───── Information provided

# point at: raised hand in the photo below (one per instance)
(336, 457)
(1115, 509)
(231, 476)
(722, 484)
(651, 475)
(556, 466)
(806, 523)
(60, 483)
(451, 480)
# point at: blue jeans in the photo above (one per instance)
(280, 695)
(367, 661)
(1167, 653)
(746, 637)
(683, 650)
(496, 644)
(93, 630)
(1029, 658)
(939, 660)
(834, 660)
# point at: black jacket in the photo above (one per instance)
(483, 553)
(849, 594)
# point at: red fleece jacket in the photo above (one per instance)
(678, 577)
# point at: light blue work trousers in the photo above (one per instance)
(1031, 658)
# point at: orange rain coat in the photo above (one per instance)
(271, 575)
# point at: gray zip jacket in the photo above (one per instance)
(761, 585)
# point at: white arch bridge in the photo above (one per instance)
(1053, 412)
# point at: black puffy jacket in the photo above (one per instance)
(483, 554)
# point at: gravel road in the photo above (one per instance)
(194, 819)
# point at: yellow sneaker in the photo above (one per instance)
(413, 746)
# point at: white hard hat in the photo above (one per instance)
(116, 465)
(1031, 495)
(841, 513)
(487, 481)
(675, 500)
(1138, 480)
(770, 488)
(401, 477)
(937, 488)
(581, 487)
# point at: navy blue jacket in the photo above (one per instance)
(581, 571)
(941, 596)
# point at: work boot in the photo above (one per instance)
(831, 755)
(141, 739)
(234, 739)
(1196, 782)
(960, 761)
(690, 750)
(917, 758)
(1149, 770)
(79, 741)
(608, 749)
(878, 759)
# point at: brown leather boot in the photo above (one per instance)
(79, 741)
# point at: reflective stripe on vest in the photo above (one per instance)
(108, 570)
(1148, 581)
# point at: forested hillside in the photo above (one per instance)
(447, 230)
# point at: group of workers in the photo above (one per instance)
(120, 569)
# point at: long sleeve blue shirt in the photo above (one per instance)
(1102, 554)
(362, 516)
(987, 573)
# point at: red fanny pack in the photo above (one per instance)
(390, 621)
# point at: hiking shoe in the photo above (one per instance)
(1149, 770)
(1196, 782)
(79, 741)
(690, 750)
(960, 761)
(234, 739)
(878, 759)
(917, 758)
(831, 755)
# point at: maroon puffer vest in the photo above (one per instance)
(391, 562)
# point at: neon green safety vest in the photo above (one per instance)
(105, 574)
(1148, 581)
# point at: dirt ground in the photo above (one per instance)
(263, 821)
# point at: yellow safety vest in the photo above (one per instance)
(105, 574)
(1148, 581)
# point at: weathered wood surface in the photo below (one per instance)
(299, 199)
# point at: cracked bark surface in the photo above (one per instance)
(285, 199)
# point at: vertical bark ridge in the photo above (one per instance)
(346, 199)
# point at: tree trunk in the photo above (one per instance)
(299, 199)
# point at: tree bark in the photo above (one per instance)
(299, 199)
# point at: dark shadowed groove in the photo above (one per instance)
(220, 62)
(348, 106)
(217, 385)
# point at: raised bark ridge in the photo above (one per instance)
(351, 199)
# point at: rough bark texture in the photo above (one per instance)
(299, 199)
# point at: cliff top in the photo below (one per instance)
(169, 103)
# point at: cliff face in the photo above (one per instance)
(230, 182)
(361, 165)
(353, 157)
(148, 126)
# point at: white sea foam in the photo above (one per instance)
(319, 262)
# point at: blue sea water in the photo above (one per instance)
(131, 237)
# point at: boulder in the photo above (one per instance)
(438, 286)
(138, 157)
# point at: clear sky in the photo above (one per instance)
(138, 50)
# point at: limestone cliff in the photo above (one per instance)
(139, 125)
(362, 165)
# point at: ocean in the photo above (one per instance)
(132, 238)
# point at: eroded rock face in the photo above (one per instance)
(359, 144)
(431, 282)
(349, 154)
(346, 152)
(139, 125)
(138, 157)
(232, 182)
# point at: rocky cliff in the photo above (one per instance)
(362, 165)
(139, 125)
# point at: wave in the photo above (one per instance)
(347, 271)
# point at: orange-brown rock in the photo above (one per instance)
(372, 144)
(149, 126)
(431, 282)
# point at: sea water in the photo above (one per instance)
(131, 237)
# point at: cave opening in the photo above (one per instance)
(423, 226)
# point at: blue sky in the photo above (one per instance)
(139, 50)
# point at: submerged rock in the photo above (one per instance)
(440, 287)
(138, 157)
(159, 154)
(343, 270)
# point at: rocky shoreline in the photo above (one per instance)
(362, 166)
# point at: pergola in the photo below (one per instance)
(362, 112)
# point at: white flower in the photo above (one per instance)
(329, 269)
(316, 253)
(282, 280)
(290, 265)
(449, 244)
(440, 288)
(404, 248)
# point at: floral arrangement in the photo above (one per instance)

──────────

> Directive
Output every line of the records above as a Markdown table with the columns No. and Line, numbering each row and leaving out blank lines.

> Exercise result
| No. | Line |
|---|---|
| 1 | # point at: raised hand in the photo below (one per instance) |
| 2 | (336, 457) |
| 3 | (1115, 509) |
| 4 | (231, 476) |
| 5 | (722, 484) |
| 6 | (651, 475) |
| 7 | (556, 466) |
| 8 | (806, 523) |
| 9 | (60, 483) |
| 10 | (451, 480) |
| 11 | # point at: blue jeans in the photo above (one per instance) |
| 12 | (280, 695) |
| 13 | (367, 661) |
| 14 | (1167, 653) |
| 15 | (746, 637) |
| 16 | (683, 650) |
| 17 | (496, 644) |
| 18 | (93, 630) |
| 19 | (1029, 658) |
| 20 | (939, 660) |
| 21 | (834, 660) |
| 22 | # point at: black jacket in the photo above (one per instance) |
| 23 | (483, 553) |
| 24 | (849, 594) |
| 25 | # point at: red fleece jacket in the photo above (one per instance) |
| 26 | (678, 577) |
| 27 | # point at: light blue work trousers in the photo above (one per instance) |
| 28 | (1031, 658) |
| 29 | # point at: orange rain coat in the photo above (one per instance) |
| 30 | (271, 575) |
| 31 | # point at: gray zip jacket in the photo above (one per instance) |
| 32 | (761, 585) |
| 33 | # point at: white arch bridge in the photo above (one per instance) |
| 34 | (1053, 412) |
| 35 | # point at: black puffy jacket in the photo above (one per instance) |
| 36 | (483, 554) |
| 37 | # point at: gravel road in the photo above (one per instance) |
| 38 | (194, 819) |
| 39 | # point at: yellow sneaker in the photo above (one per instance) |
| 40 | (413, 746) |
| 41 | # point at: white hard hat in the photo above (one per instance) |
| 42 | (116, 465) |
| 43 | (1031, 495) |
| 44 | (841, 513) |
| 45 | (487, 481) |
| 46 | (675, 500) |
| 47 | (1138, 480) |
| 48 | (770, 488) |
| 49 | (401, 477) |
| 50 | (937, 488) |
| 51 | (581, 487) |
| 52 | # point at: navy blue jacket in the photo above (one per instance) |
| 53 | (581, 571) |
| 54 | (941, 596) |
| 55 | # point at: work boot in the photo above (one per instance) |
| 56 | (831, 755) |
| 57 | (141, 739) |
| 58 | (234, 739) |
| 59 | (1196, 782) |
| 60 | (960, 761) |
| 61 | (690, 750) |
| 62 | (917, 758) |
| 63 | (1149, 770) |
| 64 | (79, 741) |
| 65 | (608, 749) |
| 66 | (878, 759) |
| 67 | # point at: brown leather boot in the photo above (one per instance) |
| 68 | (79, 741) |
| 69 | # point at: reflective stripe on vest in the photo above (one per instance) |
| 70 | (108, 570) |
| 71 | (1148, 581) |
| 72 | # point at: forested hillside in the photo above (one per instance) |
| 73 | (447, 230) |
| 74 | # point at: group of workers in the photo above (one per instance) |
| 75 | (120, 569) |
| 76 | # point at: long sleeve blue shirt in the photo above (one per instance) |
| 77 | (1102, 554) |
| 78 | (362, 516) |
| 79 | (987, 573) |
| 80 | # point at: red fanny pack in the photo above (one per instance) |
| 81 | (390, 621) |
| 82 | # point at: hiking shoe in the photo above (one per instance) |
| 83 | (1149, 770) |
| 84 | (1196, 782) |
| 85 | (79, 741) |
| 86 | (690, 750) |
| 87 | (960, 761) |
| 88 | (234, 739) |
| 89 | (878, 759) |
| 90 | (917, 758) |
| 91 | (831, 755) |
| 92 | # point at: maroon puffer vest in the photo above (one per instance) |
| 93 | (391, 562) |
| 94 | # point at: neon green safety vest in the photo above (one per instance) |
| 95 | (105, 574) |
| 96 | (1148, 581) |
| 97 | # point at: dirt ground in the photo above (one per instance) |
| 98 | (263, 821) |
| 99 | # point at: yellow safety vest in the photo above (one per instance) |
| 100 | (105, 574) |
| 101 | (1148, 581) |
| 102 | # point at: weathered wood surface in the photo below (one per instance) |
| 103 | (299, 199) |
| 104 | # point at: cracked bark surface in the photo above (one per instance) |
| 105 | (285, 199) |
| 106 | # point at: vertical bark ridge in the photo above (one per instance) |
| 107 | (346, 199) |
| 108 | # point at: tree trunk in the photo above (one per instance) |
| 109 | (299, 199) |
| 110 | # point at: tree bark in the photo above (one per instance) |
| 111 | (299, 199) |
| 112 | # point at: dark shadowed groove in the photo above (one per instance) |
| 113 | (220, 62) |
| 114 | (348, 106) |
| 115 | (217, 385) |
| 116 | # point at: raised bark ridge in the photo above (one per instance) |
| 117 | (351, 199) |
| 118 | # point at: rough bark texture in the photo above (one per instance) |
| 119 | (299, 199) |
| 120 | # point at: cliff top in the photo below (one per instance) |
| 121 | (169, 103) |
| 122 | # point at: cliff face in the photo above (one per instance) |
| 123 | (230, 182) |
| 124 | (361, 165) |
| 125 | (353, 157) |
| 126 | (148, 126) |
| 127 | # point at: white sea foam in the photo above (one per instance) |
| 128 | (319, 262) |
| 129 | # point at: blue sea water in the photo above (one per instance) |
| 130 | (131, 237) |
| 131 | # point at: boulder in the photo above (one per instance) |
| 132 | (438, 286) |
| 133 | (138, 157) |
| 134 | # point at: clear sky in the photo above (one per instance) |
| 135 | (138, 50) |
| 136 | # point at: limestone cliff in the photo above (one per instance) |
| 137 | (139, 125) |
| 138 | (362, 165) |
| 139 | # point at: ocean in the photo above (one per instance) |
| 140 | (132, 238) |
| 141 | # point at: eroded rock face in the photo above (one per instance) |
| 142 | (359, 144) |
| 143 | (431, 282) |
| 144 | (349, 154) |
| 145 | (346, 152) |
| 146 | (139, 125) |
| 147 | (138, 157) |
| 148 | (232, 182) |
| 149 | # point at: rocky cliff in the photo above (one per instance) |
| 150 | (362, 165) |
| 151 | (139, 125) |
| 152 | # point at: wave in the photo above (one per instance) |
| 153 | (347, 271) |
| 154 | # point at: orange-brown rock in the photo above (one per instance) |
| 155 | (372, 144) |
| 156 | (149, 126) |
| 157 | (431, 282) |
| 158 | # point at: sea water in the photo above (one per instance) |
| 159 | (131, 237) |
| 160 | # point at: cave opening in the photo above (one per instance) |
| 161 | (423, 226) |
| 162 | # point at: blue sky in the photo above (one per instance) |
| 163 | (139, 50) |
| 164 | # point at: submerged rock in the photo above (one per instance) |
| 165 | (440, 287) |
| 166 | (138, 157) |
| 167 | (159, 154) |
| 168 | (343, 270) |
| 169 | # point at: rocky shoreline in the photo above (one per instance) |
| 170 | (362, 166) |
| 171 | # point at: pergola in the photo below (one per instance) |
| 172 | (362, 112) |
| 173 | # point at: white flower in the photo above (one per instance) |
| 174 | (329, 269) |
| 175 | (316, 253) |
| 176 | (282, 280) |
| 177 | (290, 265) |
| 178 | (449, 244) |
| 179 | (440, 288) |
| 180 | (404, 248) |
| 181 | # point at: floral arrangement in the photo above (one per instance) |